Task details >>
Print the stretch of the article on the basic science retreat from "In his talk, Dang" up to and including "adequate lab space?", word for word.

Source passage >>

+++++

Dome - Stoking the research engine
Stoking the research engine
Date: March 4, 2011
Basic scientists get an update on new efforts to drive discovery.
When Chi Dang stood to talk about November’s basic science retreat, he quickly drilled down to two key topics that always get the attention of researchers—new obstacles for grants and new protocols for allocating space.
The occasion was an early February gathering with dozens of research leaders at the three-year-old John G. Rangos Sr. Building at the northern edge of campus. Dang, vice dean for research, had hailed the retreat as “one of the most rewarding” in the institution’s half dozen retreats, noting that it “reaffirmed the depth and breadth of research at our institution—from molecules to delivery of health care—and started a conversation about what needs to be done to best fuel the discovery engine.”
In his talk, Dang briefly touched on the retreat’s actual discussions, including how new ideas on brain injury now preoccupy three different departments; how to best optimize our intellectual capital; how to best harness the latest in genomics, informatics and emerging technologies; what to do about the obesity epidemic; and how to better query our extensive database of electronic medical records for definitive clinical outcomes.
“And after all the fun happened,” Dang smiled, “we actually had a nice reception.”
But Dang’s talk lingered on one of Hopkins’ eternal topics: How can we keep blazing new trails if researchers can’t get adequate lab space?
Dang outlined an emerging program—borne of the retreat—in which department heads can pool their space resources into a single database and analyze it more globally. In the early going, he says, some “excess space” will likely be identified and “some internal shuffling could happen.”
One of the dividends, Dang says, could actually dovetail with new collaborations in which researchers pursuing the same questions from different disciplines could work more closely together. Dang believes the approach can also enhance Hopkins’ robust intellectual capital. He says key groups plan to reconvene in the near future to share recommendations.

+++++

Given data >>
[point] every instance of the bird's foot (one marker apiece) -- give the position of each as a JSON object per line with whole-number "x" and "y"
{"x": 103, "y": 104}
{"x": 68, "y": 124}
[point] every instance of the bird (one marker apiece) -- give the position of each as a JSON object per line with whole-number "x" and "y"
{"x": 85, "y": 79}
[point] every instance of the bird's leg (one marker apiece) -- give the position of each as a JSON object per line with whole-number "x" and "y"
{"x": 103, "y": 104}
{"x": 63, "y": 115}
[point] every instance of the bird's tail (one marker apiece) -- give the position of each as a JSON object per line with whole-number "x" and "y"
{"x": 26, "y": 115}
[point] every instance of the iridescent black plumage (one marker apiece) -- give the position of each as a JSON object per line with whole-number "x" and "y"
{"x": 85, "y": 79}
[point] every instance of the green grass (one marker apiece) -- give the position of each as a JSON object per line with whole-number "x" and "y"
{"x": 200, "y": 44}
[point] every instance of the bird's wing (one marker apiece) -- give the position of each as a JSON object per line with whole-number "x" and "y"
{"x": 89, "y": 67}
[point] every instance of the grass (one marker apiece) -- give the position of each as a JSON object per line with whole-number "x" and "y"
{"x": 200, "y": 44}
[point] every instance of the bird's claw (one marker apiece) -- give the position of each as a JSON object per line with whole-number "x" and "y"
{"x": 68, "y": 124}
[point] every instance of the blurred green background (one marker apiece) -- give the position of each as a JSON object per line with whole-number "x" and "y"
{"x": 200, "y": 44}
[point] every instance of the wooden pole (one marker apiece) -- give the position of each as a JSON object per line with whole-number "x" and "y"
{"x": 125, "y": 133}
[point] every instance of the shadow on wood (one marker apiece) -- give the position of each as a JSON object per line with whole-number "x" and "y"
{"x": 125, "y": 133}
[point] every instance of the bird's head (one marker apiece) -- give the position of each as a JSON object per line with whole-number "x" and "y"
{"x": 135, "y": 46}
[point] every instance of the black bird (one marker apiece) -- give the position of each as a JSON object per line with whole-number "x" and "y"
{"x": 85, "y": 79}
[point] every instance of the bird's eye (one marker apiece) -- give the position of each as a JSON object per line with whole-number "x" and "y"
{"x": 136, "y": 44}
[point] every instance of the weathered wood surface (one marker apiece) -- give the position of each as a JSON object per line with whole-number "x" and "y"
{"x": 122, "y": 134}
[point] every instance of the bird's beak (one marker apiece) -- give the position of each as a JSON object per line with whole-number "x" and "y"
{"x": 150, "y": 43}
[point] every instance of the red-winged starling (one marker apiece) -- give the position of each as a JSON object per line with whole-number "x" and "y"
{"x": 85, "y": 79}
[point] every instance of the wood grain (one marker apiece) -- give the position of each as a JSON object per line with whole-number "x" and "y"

+++++

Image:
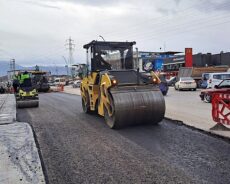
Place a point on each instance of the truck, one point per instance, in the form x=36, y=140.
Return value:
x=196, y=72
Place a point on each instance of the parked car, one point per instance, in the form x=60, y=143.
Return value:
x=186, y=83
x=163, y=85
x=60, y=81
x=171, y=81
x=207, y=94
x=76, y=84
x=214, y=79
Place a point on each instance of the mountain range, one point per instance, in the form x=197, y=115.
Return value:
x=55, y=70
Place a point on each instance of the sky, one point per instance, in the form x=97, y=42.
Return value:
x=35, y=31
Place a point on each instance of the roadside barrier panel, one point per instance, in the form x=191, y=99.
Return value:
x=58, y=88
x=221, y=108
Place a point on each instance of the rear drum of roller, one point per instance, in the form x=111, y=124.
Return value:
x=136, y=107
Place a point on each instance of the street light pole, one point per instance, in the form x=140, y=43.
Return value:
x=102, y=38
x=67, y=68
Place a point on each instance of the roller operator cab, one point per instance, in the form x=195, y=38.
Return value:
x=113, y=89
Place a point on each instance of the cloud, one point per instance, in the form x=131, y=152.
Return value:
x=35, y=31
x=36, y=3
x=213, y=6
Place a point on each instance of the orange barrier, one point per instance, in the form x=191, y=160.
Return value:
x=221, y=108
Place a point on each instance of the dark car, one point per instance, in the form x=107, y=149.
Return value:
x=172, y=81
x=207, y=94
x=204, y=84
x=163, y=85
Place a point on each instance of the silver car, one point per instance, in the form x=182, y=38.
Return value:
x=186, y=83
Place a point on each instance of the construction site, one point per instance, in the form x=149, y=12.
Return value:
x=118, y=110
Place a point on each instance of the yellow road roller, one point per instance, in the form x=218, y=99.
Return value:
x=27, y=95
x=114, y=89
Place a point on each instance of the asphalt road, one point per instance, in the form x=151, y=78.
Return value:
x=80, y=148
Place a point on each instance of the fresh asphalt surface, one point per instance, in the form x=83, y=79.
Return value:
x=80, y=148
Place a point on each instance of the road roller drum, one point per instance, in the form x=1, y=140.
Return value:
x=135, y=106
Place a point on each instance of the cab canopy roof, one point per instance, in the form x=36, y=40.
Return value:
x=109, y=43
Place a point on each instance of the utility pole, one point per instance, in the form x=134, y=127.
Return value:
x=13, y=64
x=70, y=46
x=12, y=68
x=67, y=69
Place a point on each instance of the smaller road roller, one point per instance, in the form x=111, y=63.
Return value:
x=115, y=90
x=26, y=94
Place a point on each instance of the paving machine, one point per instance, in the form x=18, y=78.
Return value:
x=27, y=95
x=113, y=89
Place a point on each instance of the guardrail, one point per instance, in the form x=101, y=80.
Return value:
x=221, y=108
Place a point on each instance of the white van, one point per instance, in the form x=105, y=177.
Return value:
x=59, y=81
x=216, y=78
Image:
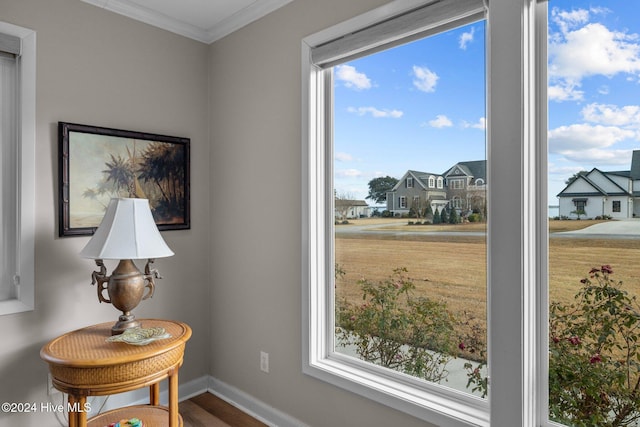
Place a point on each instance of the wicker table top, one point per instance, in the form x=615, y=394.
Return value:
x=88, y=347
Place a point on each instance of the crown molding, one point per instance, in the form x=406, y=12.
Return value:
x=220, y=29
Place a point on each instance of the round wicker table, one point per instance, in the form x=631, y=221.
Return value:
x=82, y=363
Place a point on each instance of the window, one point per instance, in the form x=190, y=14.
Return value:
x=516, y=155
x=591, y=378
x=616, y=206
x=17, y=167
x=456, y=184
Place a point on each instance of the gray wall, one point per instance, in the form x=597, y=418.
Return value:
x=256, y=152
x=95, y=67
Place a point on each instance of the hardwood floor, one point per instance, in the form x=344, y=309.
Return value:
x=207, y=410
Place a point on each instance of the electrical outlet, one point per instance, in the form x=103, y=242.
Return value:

+++++

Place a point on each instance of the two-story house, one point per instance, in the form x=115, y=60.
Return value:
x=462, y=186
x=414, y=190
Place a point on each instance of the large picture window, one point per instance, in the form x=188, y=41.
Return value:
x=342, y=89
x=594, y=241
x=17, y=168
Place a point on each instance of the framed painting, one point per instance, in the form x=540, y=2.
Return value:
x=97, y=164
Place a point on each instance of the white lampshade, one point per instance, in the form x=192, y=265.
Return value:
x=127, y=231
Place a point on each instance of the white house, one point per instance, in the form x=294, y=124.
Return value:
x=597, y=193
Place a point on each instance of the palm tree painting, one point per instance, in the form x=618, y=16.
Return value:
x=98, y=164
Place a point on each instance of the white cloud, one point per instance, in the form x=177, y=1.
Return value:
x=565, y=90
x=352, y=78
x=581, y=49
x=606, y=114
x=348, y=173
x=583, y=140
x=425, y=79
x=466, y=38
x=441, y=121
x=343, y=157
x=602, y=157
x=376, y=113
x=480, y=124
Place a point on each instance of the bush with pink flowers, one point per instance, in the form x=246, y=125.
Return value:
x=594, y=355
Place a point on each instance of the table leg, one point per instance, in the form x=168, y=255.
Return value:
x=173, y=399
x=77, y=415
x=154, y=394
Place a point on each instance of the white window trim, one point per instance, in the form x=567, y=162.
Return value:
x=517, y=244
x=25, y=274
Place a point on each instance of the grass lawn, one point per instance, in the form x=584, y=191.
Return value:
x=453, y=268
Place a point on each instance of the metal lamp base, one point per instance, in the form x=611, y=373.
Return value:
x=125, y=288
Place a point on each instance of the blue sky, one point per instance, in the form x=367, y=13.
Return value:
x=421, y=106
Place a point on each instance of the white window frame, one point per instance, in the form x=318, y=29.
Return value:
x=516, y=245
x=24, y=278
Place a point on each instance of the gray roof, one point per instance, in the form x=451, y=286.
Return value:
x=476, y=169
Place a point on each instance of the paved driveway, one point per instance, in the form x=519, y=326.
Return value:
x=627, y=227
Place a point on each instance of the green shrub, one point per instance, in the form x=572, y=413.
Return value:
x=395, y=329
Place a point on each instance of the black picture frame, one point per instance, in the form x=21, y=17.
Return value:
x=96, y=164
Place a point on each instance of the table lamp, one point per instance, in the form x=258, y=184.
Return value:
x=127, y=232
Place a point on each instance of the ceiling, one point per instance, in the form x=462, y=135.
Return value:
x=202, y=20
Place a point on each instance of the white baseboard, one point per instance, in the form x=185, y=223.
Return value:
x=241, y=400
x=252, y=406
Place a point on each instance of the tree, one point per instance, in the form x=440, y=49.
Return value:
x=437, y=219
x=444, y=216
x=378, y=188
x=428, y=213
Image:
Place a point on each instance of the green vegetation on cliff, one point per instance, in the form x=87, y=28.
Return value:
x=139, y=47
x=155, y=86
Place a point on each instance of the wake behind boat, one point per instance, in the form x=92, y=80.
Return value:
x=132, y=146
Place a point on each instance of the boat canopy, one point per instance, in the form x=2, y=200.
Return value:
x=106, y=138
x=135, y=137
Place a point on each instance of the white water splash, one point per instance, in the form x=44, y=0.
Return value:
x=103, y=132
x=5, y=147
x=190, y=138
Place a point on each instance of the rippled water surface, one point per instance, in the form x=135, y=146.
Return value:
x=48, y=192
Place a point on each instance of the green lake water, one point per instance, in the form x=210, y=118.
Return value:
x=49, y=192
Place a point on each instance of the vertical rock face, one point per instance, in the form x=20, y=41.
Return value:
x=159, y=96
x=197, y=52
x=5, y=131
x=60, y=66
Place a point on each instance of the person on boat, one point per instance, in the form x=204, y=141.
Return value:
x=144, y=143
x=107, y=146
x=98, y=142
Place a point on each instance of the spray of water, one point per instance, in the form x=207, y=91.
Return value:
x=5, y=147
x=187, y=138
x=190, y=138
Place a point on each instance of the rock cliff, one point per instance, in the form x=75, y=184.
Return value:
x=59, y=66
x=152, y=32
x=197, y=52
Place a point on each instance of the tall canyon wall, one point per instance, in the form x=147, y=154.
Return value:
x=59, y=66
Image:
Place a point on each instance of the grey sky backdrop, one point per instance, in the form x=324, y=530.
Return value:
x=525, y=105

+++++

Task output >>
In his talk, Dang briefly touched on the retreat’s actual discussions, including how new ideas on brain injury now preoccupy three different departments; how to best optimize our intellectual capital; how to best harness the latest in genomics, informatics and emerging technologies; what to do about the obesity epidemic; and how to better query our extensive database of electronic medical records for definitive clinical outcomes.
“And after all the fun happened,” Dang smiled, “we actually had a nice reception.”
But Dang’s talk lingered on one of Hopkins’ eternal topics: How can we keep blazing new trails if researchers can’t get adequate lab space?